▶ WHAT THE TASK ASKS: Locate each line in the records that contains the word "segment", and copy every such line in full.

------------------------------------------------------------

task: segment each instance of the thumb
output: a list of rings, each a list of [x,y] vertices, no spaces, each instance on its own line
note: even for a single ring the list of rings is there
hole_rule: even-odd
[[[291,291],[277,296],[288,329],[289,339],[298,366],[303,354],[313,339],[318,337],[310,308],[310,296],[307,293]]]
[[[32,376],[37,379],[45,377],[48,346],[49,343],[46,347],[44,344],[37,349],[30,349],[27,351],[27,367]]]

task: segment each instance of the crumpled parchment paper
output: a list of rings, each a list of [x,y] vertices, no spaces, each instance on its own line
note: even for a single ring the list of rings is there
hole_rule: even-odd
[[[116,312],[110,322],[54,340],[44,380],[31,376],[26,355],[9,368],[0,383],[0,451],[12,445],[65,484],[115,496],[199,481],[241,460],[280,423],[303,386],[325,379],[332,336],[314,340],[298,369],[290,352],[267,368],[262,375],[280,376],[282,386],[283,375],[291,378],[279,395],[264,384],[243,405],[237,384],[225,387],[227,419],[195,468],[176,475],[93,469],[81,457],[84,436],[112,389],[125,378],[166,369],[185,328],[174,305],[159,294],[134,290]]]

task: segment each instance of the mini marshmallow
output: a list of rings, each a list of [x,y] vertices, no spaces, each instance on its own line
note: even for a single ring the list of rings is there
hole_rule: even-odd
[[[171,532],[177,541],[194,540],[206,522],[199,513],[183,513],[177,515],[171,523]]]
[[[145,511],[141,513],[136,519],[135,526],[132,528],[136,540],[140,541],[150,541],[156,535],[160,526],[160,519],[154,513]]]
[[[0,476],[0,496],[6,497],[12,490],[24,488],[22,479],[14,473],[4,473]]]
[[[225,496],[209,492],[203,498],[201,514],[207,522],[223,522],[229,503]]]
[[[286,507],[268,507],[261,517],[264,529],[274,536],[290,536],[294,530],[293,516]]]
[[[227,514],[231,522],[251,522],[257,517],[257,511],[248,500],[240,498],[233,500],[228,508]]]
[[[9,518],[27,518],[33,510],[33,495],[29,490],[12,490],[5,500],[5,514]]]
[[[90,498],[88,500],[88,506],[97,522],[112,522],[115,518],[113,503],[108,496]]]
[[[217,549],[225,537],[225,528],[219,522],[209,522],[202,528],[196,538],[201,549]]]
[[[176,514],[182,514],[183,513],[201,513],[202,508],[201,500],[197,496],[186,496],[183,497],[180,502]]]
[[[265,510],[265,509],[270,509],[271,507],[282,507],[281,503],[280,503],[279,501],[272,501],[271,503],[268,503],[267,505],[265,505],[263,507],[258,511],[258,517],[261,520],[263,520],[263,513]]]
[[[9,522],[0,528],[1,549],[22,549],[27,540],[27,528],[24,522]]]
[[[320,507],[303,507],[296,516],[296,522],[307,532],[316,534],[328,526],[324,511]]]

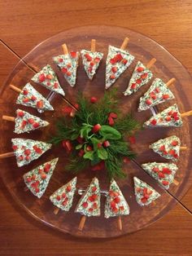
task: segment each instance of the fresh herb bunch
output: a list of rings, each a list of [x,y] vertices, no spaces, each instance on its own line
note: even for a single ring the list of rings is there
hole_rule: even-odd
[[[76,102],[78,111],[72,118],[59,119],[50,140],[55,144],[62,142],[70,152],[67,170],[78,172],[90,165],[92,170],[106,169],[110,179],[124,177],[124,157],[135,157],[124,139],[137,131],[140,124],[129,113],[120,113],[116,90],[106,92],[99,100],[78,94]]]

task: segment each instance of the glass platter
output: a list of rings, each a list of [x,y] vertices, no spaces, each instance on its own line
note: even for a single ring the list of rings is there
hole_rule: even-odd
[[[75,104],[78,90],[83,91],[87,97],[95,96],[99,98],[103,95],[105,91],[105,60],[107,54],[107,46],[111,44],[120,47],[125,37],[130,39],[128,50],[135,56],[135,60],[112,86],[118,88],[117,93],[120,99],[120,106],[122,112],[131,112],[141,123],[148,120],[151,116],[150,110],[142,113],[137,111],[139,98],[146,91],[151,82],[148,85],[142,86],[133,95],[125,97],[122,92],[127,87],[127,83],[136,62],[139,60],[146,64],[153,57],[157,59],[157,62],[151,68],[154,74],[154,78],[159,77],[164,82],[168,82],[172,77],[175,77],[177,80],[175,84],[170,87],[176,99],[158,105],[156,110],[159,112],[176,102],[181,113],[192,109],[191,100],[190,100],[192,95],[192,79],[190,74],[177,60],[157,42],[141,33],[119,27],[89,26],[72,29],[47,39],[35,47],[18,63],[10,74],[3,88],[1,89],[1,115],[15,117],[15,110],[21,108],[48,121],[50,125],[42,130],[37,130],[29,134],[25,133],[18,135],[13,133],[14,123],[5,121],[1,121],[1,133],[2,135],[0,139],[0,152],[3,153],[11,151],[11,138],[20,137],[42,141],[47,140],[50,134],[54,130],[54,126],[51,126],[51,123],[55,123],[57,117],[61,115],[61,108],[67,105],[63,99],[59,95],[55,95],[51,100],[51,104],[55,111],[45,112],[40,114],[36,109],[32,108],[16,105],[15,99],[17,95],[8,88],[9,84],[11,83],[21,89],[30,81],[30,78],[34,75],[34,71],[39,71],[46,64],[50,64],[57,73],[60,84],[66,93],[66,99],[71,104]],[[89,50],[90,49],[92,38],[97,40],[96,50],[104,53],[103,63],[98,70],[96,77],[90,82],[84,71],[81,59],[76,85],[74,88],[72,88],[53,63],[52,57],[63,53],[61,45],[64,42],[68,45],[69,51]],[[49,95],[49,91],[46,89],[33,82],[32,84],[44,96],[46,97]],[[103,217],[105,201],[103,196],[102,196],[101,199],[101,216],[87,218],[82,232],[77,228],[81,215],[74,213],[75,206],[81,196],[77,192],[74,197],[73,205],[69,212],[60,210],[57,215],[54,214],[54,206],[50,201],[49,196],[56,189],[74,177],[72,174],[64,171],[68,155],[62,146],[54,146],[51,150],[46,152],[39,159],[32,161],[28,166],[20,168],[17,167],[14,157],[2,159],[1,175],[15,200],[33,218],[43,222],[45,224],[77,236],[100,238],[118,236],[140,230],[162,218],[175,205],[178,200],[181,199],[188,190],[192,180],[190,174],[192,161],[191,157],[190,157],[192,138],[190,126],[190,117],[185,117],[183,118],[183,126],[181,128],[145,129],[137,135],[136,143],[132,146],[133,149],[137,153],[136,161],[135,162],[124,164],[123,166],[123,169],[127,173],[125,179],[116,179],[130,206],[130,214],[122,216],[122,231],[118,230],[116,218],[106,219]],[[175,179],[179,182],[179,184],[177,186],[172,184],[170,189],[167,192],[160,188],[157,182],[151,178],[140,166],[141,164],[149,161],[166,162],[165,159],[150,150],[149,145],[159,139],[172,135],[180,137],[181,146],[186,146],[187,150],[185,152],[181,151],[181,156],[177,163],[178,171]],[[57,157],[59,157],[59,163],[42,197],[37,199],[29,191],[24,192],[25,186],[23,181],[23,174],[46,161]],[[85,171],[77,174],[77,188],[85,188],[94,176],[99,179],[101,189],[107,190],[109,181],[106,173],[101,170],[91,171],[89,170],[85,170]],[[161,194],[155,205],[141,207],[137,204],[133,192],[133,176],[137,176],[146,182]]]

------------------------------------------------------------

▶ OUTPUT OF THE EXERCISE:
task: segment each instance of the thumb
task: segment each instance of the crumpled parchment paper
task: segment each instance of the mini marshmallow
task: segment each instance of the fresh herb bunch
task: segment each instance of the glass platter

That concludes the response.